* _TASK OBJECTIVE_
Copy out verbatim the lines of the listing below, from the line with "Please segment every instance of the sky" up to and including the line with "[[[0,0],[0,41],[146,63],[461,65],[461,2]]]".

* _DATA SECTION_
+ + + +
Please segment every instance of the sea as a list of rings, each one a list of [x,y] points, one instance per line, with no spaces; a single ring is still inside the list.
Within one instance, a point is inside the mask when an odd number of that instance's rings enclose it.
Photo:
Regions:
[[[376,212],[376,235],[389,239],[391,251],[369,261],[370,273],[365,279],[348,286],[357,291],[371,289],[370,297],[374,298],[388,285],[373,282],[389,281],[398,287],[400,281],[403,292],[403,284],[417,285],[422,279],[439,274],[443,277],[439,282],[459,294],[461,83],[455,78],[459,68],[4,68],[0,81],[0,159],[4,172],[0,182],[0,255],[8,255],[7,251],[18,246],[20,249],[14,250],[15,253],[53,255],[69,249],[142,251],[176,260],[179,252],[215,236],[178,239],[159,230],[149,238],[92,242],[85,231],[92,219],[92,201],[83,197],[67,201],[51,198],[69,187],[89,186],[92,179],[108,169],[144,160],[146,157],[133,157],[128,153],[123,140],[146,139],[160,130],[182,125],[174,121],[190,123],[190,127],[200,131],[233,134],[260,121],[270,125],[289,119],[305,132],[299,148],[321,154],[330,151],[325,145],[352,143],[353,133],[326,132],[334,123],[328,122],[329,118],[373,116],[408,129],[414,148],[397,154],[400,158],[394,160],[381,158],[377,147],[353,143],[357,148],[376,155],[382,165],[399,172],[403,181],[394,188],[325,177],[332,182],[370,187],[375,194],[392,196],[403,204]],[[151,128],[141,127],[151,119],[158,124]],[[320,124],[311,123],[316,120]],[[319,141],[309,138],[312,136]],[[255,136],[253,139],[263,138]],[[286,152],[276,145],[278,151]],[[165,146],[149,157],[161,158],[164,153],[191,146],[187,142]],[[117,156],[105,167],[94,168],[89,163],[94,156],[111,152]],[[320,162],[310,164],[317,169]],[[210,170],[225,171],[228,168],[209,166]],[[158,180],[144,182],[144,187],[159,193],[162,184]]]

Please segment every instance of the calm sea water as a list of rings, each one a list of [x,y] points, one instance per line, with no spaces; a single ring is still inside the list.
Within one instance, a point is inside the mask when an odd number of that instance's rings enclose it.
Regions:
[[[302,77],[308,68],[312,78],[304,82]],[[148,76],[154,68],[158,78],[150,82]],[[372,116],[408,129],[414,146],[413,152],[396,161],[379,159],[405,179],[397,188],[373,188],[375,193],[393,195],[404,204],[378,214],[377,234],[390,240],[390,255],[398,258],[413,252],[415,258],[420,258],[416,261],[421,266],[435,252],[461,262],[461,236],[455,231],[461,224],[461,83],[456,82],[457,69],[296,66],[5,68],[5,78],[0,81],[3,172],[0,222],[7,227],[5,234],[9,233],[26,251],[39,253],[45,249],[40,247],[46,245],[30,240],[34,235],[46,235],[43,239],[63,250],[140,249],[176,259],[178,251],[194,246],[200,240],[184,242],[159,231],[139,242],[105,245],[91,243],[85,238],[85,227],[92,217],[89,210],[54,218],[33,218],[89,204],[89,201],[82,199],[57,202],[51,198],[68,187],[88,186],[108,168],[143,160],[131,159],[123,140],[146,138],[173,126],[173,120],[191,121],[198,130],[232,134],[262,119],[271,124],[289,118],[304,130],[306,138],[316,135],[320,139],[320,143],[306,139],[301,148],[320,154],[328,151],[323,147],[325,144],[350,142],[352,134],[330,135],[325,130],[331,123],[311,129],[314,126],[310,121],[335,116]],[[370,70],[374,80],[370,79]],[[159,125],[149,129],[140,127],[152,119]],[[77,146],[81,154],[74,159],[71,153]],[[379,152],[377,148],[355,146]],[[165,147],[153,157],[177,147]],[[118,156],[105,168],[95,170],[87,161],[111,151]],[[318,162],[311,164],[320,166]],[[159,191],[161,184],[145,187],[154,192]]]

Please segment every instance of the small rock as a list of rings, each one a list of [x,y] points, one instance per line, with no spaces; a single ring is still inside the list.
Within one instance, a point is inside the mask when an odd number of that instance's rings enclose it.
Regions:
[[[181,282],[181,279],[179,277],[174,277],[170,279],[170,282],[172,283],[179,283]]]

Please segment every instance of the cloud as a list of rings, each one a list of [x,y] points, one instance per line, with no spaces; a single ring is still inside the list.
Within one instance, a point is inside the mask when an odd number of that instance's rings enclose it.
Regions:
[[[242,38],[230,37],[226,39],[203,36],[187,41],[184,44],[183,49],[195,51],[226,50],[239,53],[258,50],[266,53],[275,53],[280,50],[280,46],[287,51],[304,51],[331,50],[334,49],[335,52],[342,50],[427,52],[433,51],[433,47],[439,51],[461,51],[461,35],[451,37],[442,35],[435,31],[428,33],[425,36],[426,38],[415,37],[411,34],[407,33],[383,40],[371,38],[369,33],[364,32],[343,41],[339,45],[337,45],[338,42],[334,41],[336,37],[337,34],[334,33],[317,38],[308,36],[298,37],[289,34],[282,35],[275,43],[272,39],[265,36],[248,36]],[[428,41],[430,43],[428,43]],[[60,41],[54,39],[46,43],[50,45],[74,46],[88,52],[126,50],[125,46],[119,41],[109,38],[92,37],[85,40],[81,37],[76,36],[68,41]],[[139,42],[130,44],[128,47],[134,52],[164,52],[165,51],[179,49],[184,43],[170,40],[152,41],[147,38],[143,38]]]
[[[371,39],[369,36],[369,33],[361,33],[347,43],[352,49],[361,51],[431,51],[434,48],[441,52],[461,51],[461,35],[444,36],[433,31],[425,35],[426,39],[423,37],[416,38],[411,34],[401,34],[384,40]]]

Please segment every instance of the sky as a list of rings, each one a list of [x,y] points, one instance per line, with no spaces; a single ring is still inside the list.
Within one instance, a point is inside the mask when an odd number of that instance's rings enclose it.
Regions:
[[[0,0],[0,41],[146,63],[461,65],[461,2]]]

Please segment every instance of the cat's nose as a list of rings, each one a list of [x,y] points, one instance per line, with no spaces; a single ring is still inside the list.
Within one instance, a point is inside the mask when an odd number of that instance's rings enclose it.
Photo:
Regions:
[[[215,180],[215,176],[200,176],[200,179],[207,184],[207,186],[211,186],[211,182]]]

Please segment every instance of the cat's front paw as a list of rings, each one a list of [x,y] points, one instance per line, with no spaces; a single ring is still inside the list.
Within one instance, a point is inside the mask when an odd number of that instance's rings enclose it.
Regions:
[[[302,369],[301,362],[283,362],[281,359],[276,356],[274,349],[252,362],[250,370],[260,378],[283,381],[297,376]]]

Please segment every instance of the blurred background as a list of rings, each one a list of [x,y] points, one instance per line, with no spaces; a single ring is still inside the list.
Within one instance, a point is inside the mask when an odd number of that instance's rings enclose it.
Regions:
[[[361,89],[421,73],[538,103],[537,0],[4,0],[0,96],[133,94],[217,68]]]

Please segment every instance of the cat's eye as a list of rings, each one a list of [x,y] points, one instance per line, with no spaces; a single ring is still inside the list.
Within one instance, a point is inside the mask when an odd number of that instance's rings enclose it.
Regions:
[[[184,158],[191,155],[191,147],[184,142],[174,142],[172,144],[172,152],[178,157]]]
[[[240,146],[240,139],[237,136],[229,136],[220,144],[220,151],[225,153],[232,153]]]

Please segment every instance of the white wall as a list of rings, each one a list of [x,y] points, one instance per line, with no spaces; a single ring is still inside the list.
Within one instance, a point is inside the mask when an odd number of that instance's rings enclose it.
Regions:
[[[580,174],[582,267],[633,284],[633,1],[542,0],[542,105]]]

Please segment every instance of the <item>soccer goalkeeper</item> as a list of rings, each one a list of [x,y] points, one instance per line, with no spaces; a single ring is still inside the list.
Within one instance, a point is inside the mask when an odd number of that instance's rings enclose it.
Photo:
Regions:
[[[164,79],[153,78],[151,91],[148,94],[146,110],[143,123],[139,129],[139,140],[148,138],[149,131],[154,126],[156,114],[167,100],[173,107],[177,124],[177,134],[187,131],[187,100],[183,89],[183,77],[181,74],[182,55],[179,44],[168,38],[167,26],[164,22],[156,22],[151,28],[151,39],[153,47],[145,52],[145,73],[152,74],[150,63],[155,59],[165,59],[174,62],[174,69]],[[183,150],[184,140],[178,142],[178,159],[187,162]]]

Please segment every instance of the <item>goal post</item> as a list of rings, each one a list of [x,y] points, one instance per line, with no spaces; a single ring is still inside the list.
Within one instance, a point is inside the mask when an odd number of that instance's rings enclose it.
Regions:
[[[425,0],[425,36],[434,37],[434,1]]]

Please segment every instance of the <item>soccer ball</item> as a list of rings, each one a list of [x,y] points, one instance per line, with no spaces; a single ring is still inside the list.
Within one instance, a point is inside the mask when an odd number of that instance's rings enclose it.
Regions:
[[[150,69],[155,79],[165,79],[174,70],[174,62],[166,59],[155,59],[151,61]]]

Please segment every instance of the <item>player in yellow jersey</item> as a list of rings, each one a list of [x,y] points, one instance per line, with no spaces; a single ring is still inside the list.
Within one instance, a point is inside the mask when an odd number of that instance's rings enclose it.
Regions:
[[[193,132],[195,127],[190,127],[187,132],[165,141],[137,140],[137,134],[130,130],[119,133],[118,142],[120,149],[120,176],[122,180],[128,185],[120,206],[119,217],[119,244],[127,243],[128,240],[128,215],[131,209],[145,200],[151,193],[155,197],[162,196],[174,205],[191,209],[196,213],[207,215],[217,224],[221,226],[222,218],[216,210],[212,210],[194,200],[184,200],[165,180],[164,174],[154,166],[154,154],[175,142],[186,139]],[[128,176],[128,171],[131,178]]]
+ + + +
* _ANSWER IN FULL_
Please segment every instance of the sky as a list of rings, each one a list of [x,y] points, one instance per line, with no spaces; a single ring is still inside the list.
Within one instance, a point is inside the mask when an odd number of that instance's rings enclose it.
Regions:
[[[0,0],[0,41],[146,63],[461,65],[461,2]]]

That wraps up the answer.